Here is a review of the weirdest news from 2020 (accompanied by the hope that 2021 will be much less interesting) :
Enough monoliths have been discovered across the world that the story has become stale, but for two weeks, it seemed like it was the only thing anyone was talking about.
A 10-foot, metallic monolith was found in the Utah desert by government employees. It was unclear who created the object or how long it had been in the remote location. But soon copycat artists began installing similar sculptures in other places all over the world.
To date, there are at least 10 different monoliths found in greatly separated locations around the world.
Jet Pack Man Sightings
After investigating numerous reports from LAX flight crews of a man seen flying alongside planes in a jetpack, the FBI says witnesses likely saw a balloon that looked like a person wearing a jetpack.

[Extracted records]
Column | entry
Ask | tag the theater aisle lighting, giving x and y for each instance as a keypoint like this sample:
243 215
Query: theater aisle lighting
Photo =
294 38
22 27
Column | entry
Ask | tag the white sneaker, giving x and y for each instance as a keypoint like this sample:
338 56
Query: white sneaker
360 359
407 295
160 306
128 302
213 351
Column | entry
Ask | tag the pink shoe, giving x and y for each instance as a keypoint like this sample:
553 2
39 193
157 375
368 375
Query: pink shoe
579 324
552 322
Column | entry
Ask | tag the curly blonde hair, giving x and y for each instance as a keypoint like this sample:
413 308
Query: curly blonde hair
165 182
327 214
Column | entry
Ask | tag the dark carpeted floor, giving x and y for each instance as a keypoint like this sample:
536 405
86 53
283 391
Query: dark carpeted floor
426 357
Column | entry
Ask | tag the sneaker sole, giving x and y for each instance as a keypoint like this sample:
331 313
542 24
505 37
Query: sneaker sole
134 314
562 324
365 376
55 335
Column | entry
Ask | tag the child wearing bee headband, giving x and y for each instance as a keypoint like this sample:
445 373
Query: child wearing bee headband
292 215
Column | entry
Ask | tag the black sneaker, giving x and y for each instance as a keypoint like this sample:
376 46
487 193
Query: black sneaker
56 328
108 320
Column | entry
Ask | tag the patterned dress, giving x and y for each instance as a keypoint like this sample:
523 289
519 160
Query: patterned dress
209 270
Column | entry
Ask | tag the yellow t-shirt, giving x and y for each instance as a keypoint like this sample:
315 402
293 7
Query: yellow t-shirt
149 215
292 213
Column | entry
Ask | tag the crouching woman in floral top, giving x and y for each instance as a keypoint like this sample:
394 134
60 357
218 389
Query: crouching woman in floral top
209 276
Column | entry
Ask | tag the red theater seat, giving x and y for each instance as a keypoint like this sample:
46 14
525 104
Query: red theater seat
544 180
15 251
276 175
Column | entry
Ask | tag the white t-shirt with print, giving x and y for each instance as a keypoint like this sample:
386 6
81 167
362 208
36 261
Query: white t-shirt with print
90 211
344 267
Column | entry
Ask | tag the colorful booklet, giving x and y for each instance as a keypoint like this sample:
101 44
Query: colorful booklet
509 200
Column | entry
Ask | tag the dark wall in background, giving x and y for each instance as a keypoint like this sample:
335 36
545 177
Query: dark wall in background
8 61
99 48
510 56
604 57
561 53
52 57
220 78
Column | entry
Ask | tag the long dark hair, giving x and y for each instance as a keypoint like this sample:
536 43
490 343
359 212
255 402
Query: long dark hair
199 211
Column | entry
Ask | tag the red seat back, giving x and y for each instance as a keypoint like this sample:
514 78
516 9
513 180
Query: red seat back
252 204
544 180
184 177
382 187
...
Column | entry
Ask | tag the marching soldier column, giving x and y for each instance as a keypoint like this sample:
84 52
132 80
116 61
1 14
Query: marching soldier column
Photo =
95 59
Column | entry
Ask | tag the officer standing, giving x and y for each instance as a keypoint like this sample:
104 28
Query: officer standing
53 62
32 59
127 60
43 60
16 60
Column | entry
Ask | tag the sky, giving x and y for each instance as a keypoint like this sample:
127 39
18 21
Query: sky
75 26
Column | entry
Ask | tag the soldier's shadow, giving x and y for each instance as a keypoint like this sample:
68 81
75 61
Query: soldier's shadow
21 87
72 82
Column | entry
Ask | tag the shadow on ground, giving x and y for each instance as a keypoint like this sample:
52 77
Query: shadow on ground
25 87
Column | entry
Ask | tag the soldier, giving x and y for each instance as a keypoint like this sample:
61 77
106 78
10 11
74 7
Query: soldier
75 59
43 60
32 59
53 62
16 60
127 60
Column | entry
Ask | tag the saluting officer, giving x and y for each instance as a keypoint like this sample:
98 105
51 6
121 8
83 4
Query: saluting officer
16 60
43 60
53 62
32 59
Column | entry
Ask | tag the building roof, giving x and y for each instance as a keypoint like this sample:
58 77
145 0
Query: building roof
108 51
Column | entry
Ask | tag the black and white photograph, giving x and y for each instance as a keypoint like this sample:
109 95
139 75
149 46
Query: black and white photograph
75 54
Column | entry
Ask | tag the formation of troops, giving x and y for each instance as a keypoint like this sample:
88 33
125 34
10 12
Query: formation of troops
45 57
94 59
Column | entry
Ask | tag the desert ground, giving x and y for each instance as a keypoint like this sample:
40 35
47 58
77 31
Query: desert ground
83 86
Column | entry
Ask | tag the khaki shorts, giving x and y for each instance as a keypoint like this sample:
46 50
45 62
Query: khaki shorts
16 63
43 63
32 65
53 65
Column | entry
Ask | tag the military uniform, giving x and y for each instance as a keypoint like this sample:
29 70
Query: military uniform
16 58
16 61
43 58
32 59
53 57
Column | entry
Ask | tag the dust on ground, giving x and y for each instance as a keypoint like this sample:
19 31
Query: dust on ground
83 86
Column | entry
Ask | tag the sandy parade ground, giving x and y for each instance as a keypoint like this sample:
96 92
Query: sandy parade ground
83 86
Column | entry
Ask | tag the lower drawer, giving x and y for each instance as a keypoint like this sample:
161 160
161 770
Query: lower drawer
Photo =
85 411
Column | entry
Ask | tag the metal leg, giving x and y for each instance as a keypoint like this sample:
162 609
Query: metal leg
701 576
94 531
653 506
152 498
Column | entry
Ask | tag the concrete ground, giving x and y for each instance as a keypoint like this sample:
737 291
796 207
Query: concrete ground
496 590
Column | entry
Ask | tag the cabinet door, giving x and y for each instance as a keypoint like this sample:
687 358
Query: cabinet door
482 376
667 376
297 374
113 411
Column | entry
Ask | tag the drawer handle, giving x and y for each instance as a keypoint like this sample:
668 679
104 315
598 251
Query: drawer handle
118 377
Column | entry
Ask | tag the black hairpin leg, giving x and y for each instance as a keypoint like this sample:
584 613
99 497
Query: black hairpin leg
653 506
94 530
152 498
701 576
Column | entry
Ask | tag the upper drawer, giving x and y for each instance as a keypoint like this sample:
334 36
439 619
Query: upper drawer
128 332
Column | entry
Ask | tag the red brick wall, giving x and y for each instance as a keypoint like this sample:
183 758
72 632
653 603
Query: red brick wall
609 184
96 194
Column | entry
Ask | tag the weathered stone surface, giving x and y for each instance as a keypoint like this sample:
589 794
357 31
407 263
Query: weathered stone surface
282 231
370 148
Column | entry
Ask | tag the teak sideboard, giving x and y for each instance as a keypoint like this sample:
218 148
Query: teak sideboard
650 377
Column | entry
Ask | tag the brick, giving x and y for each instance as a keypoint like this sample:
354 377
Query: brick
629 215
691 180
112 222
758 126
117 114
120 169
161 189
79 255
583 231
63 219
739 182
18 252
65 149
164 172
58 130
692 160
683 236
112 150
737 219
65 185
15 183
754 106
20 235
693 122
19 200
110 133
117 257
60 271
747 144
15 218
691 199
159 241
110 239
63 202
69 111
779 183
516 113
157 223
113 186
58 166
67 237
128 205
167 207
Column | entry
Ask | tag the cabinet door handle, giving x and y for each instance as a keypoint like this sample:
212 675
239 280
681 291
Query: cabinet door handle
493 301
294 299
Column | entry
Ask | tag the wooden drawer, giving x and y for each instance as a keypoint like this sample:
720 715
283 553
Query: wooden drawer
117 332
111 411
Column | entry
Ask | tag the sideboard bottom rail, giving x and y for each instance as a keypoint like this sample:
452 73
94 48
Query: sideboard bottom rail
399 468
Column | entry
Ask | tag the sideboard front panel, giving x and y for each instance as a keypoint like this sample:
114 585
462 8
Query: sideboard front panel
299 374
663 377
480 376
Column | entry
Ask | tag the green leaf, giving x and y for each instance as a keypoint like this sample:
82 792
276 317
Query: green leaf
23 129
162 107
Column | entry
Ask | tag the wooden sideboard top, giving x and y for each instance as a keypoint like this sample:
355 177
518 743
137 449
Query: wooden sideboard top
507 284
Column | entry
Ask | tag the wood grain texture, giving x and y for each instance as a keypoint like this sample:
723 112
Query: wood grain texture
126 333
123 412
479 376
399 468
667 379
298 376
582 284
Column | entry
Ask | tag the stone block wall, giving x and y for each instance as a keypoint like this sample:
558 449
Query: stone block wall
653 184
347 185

## Exercise prompt:
In the review of 2020's weirdest news, who found the metallic monolith in the Utah desert? These lines are separate material and have no connection to the review of 2020's weirdest news.

## Task response:
Government employees found it.